我人還沒進門就聽到家裏傳來的貓叫聲。誰家的貓呀?這叫聲又粗又洪亮,能把屋頂給掀上天。我進門往客廳一看,隻見女兒跟一隻小白貓窩在沙發上正玩呢。“這是誰家的貓?”我問女兒。“同學家的貓下了一窩小貓,我特別喜歡這隻,同學就把它送給了我。”女兒答道。女兒知道我不喜歡在家養貓狗,所以她對我撒了一個謊。後來當我接受這隻貓以後,她才跟我說了實話,這是一隻她在店裏買回來的貓。她說她路過寵物商店時一下子被這隻活潑可愛的小白貓吸引住,其它的小貓不是趴在那兒睡覺,就是閉目養神,或打瞌睡,隻有它蹦前奔後,歡實極了。它不是用前爪拍拍這個就是動動那個,淘氣調皮,天真可愛。它的中氣十足,叫起來的聲音特別的大。女兒說她足足觀察了它有半個多小時,越看越喜歡,最後決定買下它。
看著女兒對貓喜歡的樣子,我還能說什麽呢,心裏再有什麽不悅麵對既成的事實也隻能認了,愛烏及屋吧。孩子在澳洲的確不比在中國,放學後沒人玩,逗逗貓,跟貓說說話也挺好,就讓小白貓給孩子做個伴吧。當我想通以後,我也過來抱抱它,隻見它熱情有餘,一邊大聲叫著一邊把頭往我身上靠過來,還用舌頭舔著我的手。這隻小白貓渾身上下一根雜毛也沒有,全是白顏色的毛,所以我們給它起名叫小白或小咪。小白爪子的掌麵呈粉紅色,特別肥大厚實,握在手裏的感覺非常舒服。因為這是一隻圈養的貓,即使它的手掌被你握住,也不會伸出指甲來抓你。小白性格開朗,單純得有點兒傻,它成天樂嗬嗬的情緒感染著家裏的每一個成員。它的眼睛細而長,眼珠呈黃色,有時我用我的鼻頭頂住它那粉紅色的鼻頭感受一下傳來的那種涼涼的感覺。小白的身體比較長,腿粗而短,它還有一對特別大的大耳朵,那條粗粗的長尾巴總是高高的翹向天空,顯示著它那快樂的心情。

══════════════════════════════

> [待解題目]
a – 請將小白貓一文中從「看著女兒對貓喜歡的樣子,我還」到「天空,顯示著它那快樂的心情。」的部分一字不差地照錄。
b – 根據小白貓一文,女兒實際上是從何處得到這隻貓的?
c – 請從小白貓一文的最後一句之後接著續寫。
下列資料與小白貓一文並無關聯。

> [現有資料]
══════════════════════════════

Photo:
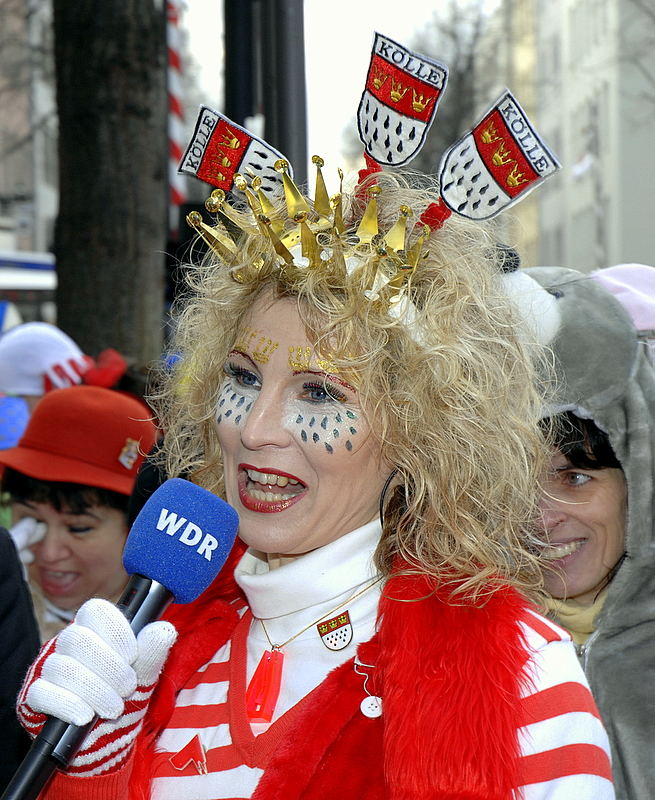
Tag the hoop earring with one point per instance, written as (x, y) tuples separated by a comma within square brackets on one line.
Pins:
[(385, 488)]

══════════════════════════════

> [各題解答]
a –
看著女兒對貓喜歡的樣子,我還能說什麽呢,心裏再有什麽不悅麵對既成的事實也隻能認了,愛烏及屋吧。孩子在澳洲的確不比在中國,放學後沒人玩,逗逗貓,跟貓說說話也挺好,就讓小白貓給孩子做個伴吧。當我想通以後,我也過來抱抱它,隻見它熱情有餘,一邊大聲叫著一邊把頭往我身上靠過來,還用舌頭舔著我的手。這隻小白貓渾身上下一根雜毛也沒有,全是白顏色的毛,所以我們給它起名叫小白或小咪。小白爪子的掌麵呈粉紅色,特別肥大厚實,握在手裏的感覺非常舒服。因為這是一隻圈養的貓,即使它的手掌被你握住,也不會伸出指甲來抓你。小白性格開朗,單純得有點兒傻,它成天樂嗬嗬的情緒感染著家裏的每一個成員。它的眼睛細而長,眼珠呈黃色,有時我用我的鼻頭頂住它那粉紅色的鼻頭感受一下傳來的那種涼涼的感覺。小白的身體比較長,腿粗而短,它還有一對特別大的大耳朵,那條粗粗的長尾巴總是高高的翹向天空,顯示著它那快樂的心情。

b – 她是在寵物商店裏買回來的。

c –
我們圍著小貓開心的評論著,誰也沒注意到我家大貓回家了。大貓性格內向,它沉靜穩重,一般的情況下不聲不響,偶爾會從嗓子眼裏擠出幾聲細而尖的聲音,與它龐大的身體比起來總讓人感到不相配。我們有時也叫大貓為大咪。平日裏大貓一回家,它對著我們所做的第一件事總是首先豎起它的尾巴,接著尾巴顫抖一會兒,然後把四條腿輕輕地向上盡量提起,隨後四腳慢慢的並攏,這時的身子漸漸地弓成了一個橢圓形。再用它那橢圓形的背部,稍微傾斜著緊緊的貼著每個人的小腿來回輪流蹭上一番,蹭過來蹭過去。此時的大咪不像對待外人那樣隨時充滿著警惕,而是渾身放鬆,毫無顧慮的把自己的身體變換出各種不同的姿勢,以此表示它對我們的善意和感激。但是有一點你必須得注意,那就是它可以噌你,你卻不可以抱它。你隻要抱它,它就會顯得特別不耐煩,好像很痛苦似的立即掙紮著往下跳,如果你再不鬆手的話,就別指望它會對你心慈手軟了,不管你平時多麽疼愛它,它都會不留情麵地咬你一口或者抓你一把,家裏每個人身上都留有被它咬過或抓傷的痕跡。一個剛消失,另一條再出現。它的爪掌沒有小貓的大,但指甲卻總是露在外邊,似乎隨時準備反擊誰。它的掌麵一部分呈肉色,一部分呈碳黑色,它是不會允許別人輕易動它手掌的。這是一隻自己送上門的不要還不行的貓。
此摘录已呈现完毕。